__EXERCISE OBJECTIVE__: Rewrite all the entries below, switching each "pixel coordinates" to "pixel positions" and leaving everything else unchanged. Omit the pictures from your version.

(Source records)

┌──

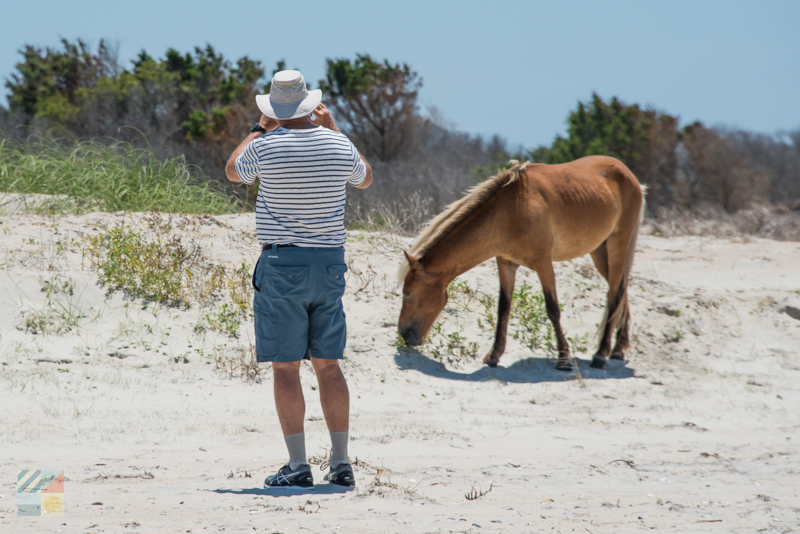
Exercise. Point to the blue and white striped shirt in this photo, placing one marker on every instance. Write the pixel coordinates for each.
(302, 191)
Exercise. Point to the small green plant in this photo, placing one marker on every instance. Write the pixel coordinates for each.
(168, 271)
(153, 270)
(225, 320)
(529, 310)
(59, 315)
(460, 294)
(489, 312)
(452, 347)
(239, 362)
(401, 344)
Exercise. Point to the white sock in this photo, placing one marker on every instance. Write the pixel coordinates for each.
(339, 449)
(296, 443)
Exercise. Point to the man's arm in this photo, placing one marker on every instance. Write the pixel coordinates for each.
(325, 119)
(230, 168)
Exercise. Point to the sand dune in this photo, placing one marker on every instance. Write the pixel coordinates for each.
(697, 432)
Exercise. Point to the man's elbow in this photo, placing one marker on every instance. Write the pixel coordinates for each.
(230, 172)
(367, 181)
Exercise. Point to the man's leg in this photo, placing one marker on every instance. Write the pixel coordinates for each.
(333, 394)
(335, 400)
(291, 408)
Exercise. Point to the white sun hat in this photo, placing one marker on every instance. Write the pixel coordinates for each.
(288, 97)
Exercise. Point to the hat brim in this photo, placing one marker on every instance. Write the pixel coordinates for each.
(294, 110)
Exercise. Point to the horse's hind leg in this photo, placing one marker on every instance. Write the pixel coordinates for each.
(507, 271)
(614, 252)
(600, 259)
(548, 279)
(623, 341)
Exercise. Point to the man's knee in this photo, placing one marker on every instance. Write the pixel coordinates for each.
(286, 367)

└──

__FINAL ANSWER__:
Exercise. Point to the blue and white striped shirt in this photo, placing one marker on every instance. Write the pixel positions for each.
(302, 191)
Exercise. Point to the small green plant in this photo, placing one marker on every instance. Write the pixel positions for each.
(168, 271)
(153, 270)
(225, 320)
(529, 310)
(59, 315)
(460, 294)
(489, 312)
(452, 347)
(239, 362)
(401, 344)
Exercise. Point to the white sock in this photo, placing one marker on every instance. Write the pixel positions for each.
(339, 449)
(296, 443)
Exercise. Point to the man's arm in this photo, placing one marker on every instance. Write the pixel positions for each.
(325, 119)
(230, 168)
Exercise. Point to the sand dune in this photo, placing one marker on every instance. Write the pixel positions for each.
(697, 432)
Exercise. Point to the man's elbow in this photo, placing one marker on every instance. Write the pixel positions for each.
(230, 172)
(367, 181)
Exercise. Point to the man's leg in this photo, placing one marker on every instance. Write the pixel positions for each.
(333, 394)
(335, 400)
(291, 408)
Exercise. Point to the white sun hat in this photo, placing one marker on every instance. Write the pixel positions for each.
(288, 97)
Exercise. Point to the hat brim in this photo, placing one marker on every instance. Write the pixel positions for each.
(294, 110)
Exercise. Point to the horse's hind leg in this photo, placing one marker on every instance. Write the pixel positions for each.
(507, 271)
(614, 252)
(600, 259)
(548, 279)
(623, 341)
Exercise. Point to the man's knee in this photo, placing one marker on every instance. Write the pixel positions for each.
(286, 367)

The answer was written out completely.